Once the line containing "jeans, writing one line per instance." is found, set down that line and each one after it exactly, through the end of the entries.

Material to process:
------------------------------------------------
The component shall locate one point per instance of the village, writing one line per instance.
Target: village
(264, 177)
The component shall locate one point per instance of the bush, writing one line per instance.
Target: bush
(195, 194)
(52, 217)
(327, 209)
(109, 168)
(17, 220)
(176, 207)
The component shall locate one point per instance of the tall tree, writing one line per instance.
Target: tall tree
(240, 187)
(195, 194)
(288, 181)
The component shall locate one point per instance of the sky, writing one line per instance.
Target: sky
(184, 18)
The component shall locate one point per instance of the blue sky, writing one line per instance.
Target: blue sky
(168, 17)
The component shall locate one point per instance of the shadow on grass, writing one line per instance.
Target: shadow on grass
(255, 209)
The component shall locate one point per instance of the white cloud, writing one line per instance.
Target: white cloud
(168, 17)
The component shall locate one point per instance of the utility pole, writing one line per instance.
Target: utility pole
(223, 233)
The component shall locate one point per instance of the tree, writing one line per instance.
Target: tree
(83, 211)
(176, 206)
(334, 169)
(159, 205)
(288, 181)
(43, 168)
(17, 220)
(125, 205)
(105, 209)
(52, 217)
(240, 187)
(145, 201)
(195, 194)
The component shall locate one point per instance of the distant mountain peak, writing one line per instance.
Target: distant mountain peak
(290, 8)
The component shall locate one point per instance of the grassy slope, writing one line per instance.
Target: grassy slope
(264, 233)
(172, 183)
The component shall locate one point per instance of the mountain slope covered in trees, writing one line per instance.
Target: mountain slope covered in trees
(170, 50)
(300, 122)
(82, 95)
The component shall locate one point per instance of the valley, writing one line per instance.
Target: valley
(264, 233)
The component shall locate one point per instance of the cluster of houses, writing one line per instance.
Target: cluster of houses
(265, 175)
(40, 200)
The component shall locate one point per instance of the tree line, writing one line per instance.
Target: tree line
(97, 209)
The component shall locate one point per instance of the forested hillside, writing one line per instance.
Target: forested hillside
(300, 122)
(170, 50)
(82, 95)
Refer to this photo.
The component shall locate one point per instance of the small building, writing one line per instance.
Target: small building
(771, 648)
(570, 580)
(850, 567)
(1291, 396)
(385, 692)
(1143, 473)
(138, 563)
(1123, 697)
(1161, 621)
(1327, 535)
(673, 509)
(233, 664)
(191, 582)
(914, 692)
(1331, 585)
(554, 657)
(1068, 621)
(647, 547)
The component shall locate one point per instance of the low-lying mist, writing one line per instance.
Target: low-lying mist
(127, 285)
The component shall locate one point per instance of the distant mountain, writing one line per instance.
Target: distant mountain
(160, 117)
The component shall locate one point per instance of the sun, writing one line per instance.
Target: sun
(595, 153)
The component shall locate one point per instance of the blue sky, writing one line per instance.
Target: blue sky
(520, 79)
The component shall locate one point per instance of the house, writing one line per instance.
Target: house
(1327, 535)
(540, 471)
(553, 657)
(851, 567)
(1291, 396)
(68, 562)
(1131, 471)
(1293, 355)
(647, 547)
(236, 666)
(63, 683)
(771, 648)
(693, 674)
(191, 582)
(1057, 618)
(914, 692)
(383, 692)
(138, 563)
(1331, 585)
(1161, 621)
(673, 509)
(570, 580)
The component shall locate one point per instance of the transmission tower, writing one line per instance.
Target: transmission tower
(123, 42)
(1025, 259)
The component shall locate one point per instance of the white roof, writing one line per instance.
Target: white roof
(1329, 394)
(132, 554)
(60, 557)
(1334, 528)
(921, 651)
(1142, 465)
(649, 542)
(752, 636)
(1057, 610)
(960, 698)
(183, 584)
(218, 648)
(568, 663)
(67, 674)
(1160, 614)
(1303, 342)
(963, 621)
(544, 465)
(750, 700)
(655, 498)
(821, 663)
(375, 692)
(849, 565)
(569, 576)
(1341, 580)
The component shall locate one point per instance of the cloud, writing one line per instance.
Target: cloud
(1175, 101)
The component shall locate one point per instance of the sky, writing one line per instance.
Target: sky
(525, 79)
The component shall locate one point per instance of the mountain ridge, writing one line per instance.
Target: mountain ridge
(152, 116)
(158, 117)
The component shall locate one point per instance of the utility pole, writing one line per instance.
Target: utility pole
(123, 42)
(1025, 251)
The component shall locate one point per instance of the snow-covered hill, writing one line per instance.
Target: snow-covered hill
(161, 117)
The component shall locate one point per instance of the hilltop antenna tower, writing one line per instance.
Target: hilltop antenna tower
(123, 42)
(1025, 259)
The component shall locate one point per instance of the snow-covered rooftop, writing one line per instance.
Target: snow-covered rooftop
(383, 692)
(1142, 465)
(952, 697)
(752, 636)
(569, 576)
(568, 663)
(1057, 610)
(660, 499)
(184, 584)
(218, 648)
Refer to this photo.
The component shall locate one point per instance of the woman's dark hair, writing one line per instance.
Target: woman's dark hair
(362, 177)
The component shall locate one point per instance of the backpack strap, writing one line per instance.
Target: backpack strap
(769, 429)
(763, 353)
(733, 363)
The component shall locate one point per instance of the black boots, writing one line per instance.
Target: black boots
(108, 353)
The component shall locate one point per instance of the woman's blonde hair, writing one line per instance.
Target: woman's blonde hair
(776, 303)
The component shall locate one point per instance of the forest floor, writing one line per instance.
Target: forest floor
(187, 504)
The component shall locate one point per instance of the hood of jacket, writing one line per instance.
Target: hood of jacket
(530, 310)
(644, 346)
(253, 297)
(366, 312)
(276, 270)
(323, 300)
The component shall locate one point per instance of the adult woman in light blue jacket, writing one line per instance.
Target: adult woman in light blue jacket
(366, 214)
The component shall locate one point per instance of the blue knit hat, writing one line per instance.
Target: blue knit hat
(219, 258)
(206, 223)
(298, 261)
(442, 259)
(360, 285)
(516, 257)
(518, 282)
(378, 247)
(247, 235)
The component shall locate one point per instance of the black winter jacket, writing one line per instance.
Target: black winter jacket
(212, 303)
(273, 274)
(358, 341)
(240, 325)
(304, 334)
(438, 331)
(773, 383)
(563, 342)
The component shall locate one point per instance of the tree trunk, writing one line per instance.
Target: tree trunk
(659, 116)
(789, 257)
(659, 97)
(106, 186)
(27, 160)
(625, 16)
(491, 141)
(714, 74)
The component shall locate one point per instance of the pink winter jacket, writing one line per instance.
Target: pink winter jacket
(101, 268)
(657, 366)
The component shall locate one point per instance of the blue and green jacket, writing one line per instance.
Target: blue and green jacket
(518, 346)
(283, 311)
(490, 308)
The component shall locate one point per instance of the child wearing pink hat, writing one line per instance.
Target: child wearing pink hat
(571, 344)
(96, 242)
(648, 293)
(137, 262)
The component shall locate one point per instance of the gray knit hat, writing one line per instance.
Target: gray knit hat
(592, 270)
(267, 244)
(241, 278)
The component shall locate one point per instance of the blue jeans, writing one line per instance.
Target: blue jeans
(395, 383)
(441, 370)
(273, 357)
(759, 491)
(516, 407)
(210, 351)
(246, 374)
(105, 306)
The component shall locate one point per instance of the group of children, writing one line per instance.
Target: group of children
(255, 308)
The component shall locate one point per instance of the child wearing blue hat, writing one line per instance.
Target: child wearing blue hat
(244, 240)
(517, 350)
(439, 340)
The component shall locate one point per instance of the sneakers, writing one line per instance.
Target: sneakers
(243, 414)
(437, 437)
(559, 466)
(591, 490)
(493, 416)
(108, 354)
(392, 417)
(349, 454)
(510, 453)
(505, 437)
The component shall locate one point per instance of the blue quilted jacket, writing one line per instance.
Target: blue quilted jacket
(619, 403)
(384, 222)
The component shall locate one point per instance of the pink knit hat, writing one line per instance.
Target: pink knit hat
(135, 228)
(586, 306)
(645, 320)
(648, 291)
------------------------------------------------
Task answer:
The component shall locate one point per instance of the blue jeans, writing one line per instance.
Target: blue jeans
(395, 383)
(441, 370)
(273, 357)
(759, 491)
(516, 407)
(210, 351)
(246, 374)
(105, 306)
The component shall locate one point per instance of the group of children, writing one line per instance.
Target: group of children
(255, 308)
The component shall locate one point per instance of the child wearing blue hat, writing one line per instance.
Target: child wearing blue hat
(244, 240)
(517, 350)
(439, 340)
The component shall locate one point per instance of the sneakers, writing one line per instance.
Target: sneakers
(243, 414)
(437, 437)
(559, 466)
(591, 490)
(493, 416)
(108, 354)
(392, 417)
(349, 454)
(510, 453)
(505, 437)
The component shall locate one point per instance of the blue quilted jacket, writing one line per instance.
Target: blue quilted jacket
(619, 403)
(384, 222)
The component shall locate one point per instance of the pink knit hat, writing one line per instance.
Target: pink knit hat
(135, 228)
(586, 306)
(645, 320)
(648, 291)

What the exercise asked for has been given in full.